**What to work on**
Return the listing exactly. Keep no pictures.
——
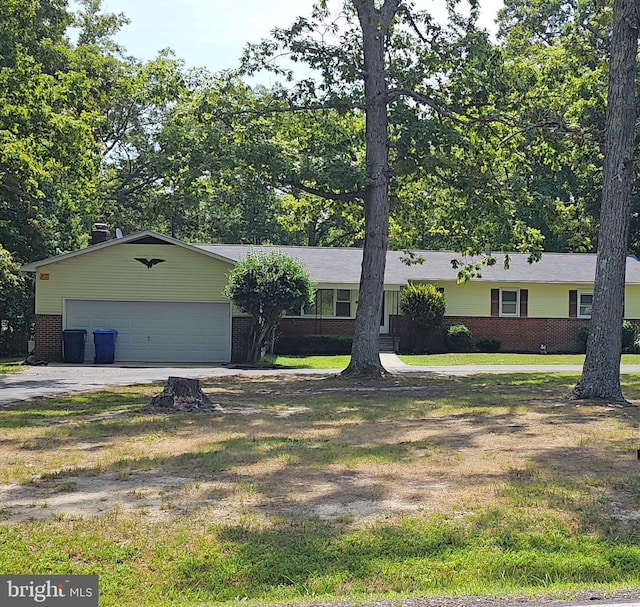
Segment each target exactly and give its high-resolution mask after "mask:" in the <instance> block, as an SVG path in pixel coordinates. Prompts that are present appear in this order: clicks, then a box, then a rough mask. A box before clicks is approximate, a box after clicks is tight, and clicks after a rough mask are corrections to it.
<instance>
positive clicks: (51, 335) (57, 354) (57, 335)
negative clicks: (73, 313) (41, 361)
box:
——
**Exercise answer**
Segment each target exactly and give its high-resolution mask after "mask:" in the <instance> block, as an SVG path in pixel coordinates. Prompts that are present appear in this order: clicks, then a box, then a rough mask. A box before clicks is approximate, a box after clicks is tight, and clicks after a rough mask are corrections to it.
<instance>
positive clicks: (51, 335) (57, 354) (57, 335)
negative clicks: (73, 313) (41, 361)
box:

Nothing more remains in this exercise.